Even though the poem could substitute for the restaurant’s menu, it is perhaps even more important for its language and its rhyme scheme. The poem makes use of words from German, French, and English, all of which are languages that Charles Pfaff was known to speak. The writer’s linguistic ability and affinity for word play suggests that the intended audience for such a poem would know the meaning and pronunciation of the words from at least one and, ideally, more of the three languages that appear in the piece. Thus Pfaff seemingly continues to market his restaurant to a French and/or German speaking clientele. In addition to switching languages throughout the poem, another of the writer’s impressive linguistic feats is that the word at the end of each line ends in “aff.” All of the lines, therefore, are intended to rhyme or nearly rhyme with one another. The repetition of the “aff” sound throughout the poem constantly reminds the reader of the name of the proprietor and of the restaurant itself. The name “Pfaff” also actually appears four times throughout the poem. The “C. Pfaff” at the end of the poem is both the name of the proprietor and an encouragement for readers to “See Pfaff” for dinner and drinks.

What you are asked to do -
Continue the passage about the poem for Pfaff's restaurant, starting right after its last sentence.

Items -
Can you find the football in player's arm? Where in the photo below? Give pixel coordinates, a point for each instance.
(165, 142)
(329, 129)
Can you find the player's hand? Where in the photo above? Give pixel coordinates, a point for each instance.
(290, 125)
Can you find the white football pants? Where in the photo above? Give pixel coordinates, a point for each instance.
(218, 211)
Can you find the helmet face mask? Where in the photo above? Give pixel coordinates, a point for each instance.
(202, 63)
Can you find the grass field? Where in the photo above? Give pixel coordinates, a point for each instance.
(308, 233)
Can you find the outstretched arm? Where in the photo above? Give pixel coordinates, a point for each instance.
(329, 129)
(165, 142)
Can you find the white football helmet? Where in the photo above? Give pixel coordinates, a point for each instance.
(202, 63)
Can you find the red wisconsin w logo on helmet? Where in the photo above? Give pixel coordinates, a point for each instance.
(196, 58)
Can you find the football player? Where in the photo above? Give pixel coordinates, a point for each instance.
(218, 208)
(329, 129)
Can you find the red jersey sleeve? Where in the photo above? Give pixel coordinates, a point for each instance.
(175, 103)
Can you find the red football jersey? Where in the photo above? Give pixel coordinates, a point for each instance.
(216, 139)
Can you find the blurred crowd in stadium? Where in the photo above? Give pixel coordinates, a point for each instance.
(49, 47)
---
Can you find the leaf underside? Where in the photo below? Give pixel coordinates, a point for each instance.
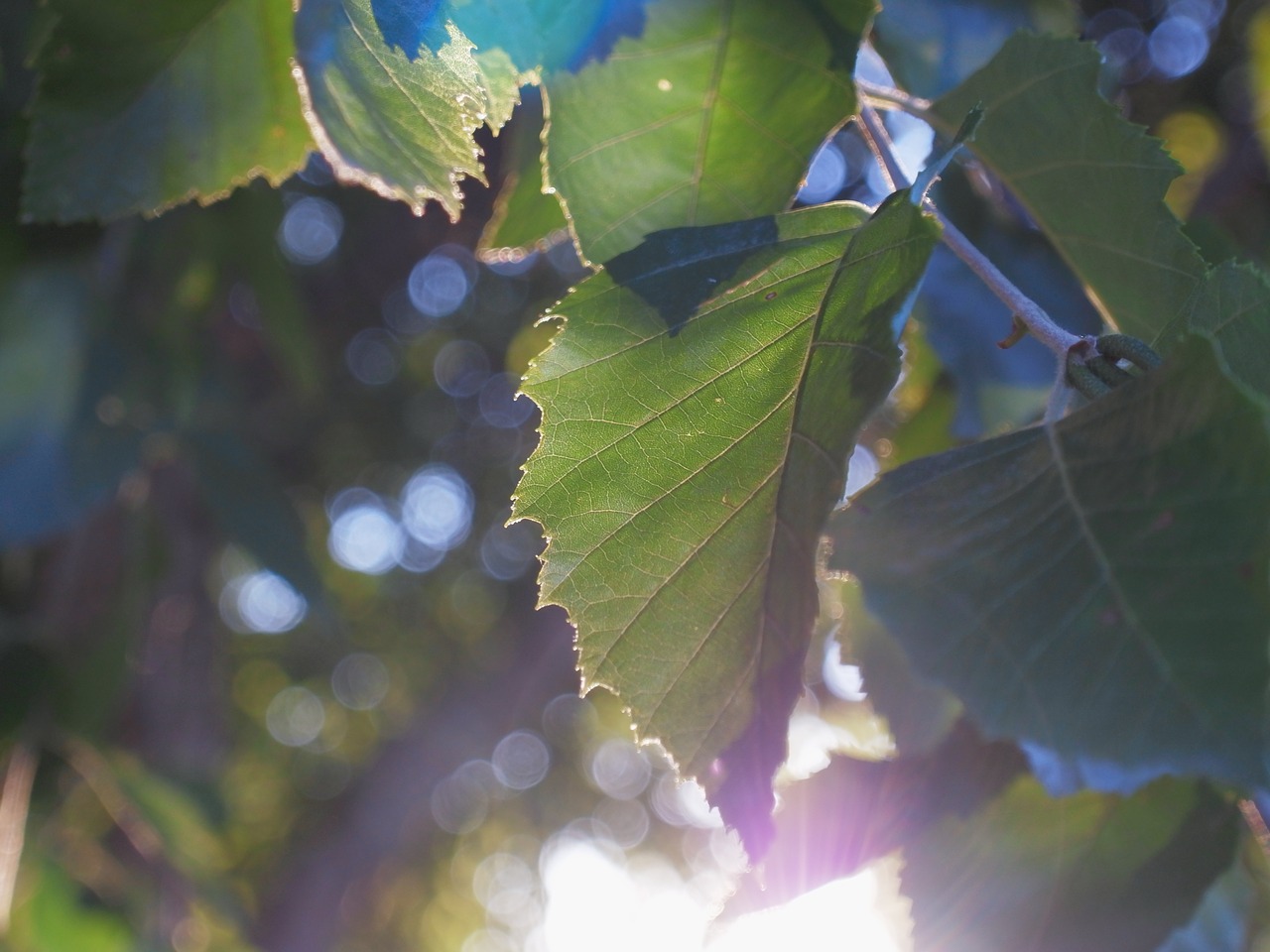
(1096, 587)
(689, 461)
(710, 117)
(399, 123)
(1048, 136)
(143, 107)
---
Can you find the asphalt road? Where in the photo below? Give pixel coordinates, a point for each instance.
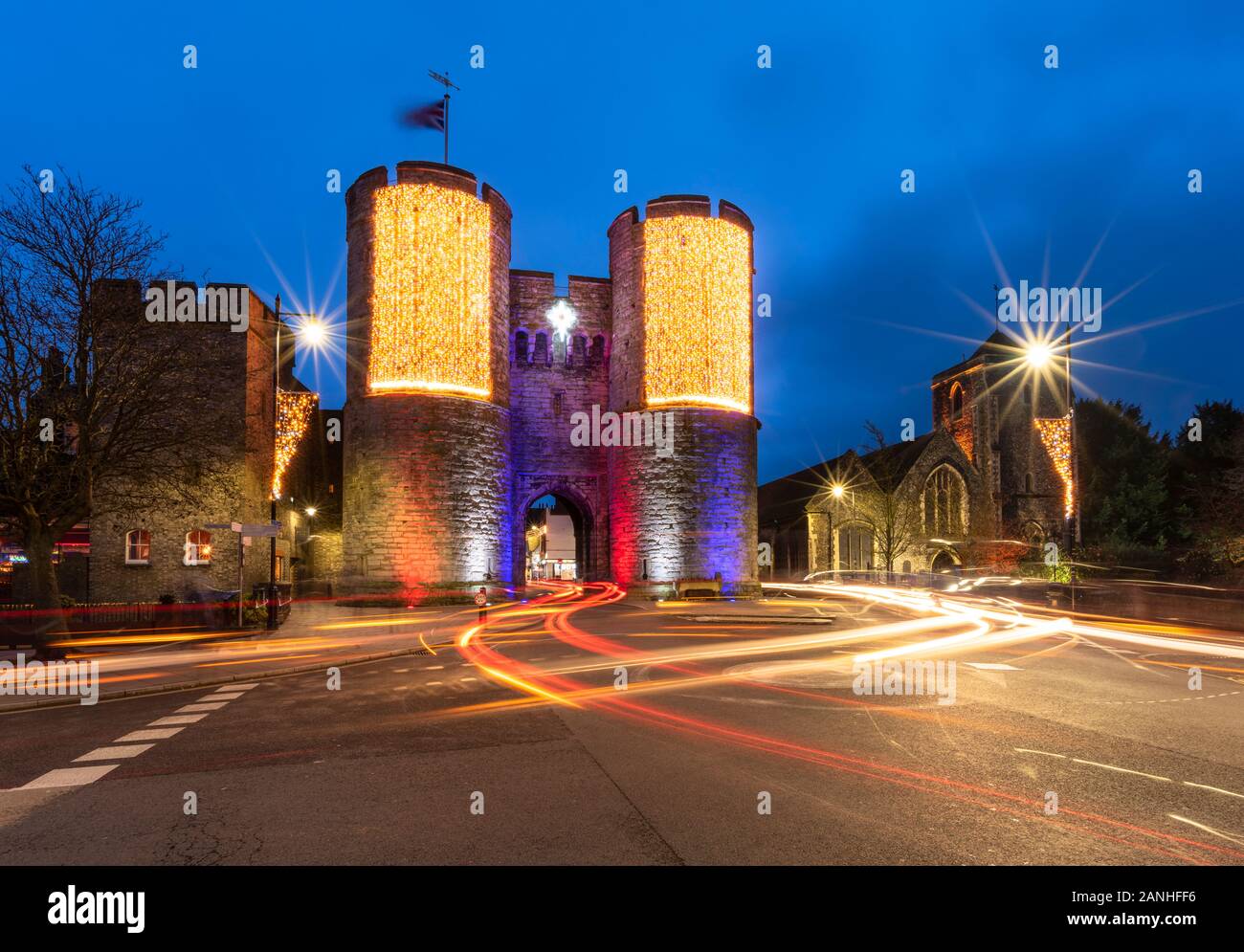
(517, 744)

Output of the task -
Another feature that might attract customers is the poem’s mention of the restaurant’s staff. Once again the staff is presented as a veritable brigade of “nimble- foot[ed]” men that “wait” insofar as they serve the customers and are “waiting” or remaining in the establishment in anticipation of more patrons arriving at “THE RESTAURANT PFAFF.” Because these words are printed in capital letters, the reader’s eye is immediately drawn to the end of the poem and, of course, to the name of the restaurant. Even the title “Rhymes at a Restaurant” could be meant to suggest that this poem was composed at Pfaff’s cellar. Readers, therefore, not only imagine a group of patrons around a table writing these lines in the cellar, but they also learn that they can go and see for themselves the location the poet praises and, perhaps, even the very site where this combination of literature and advertising was created.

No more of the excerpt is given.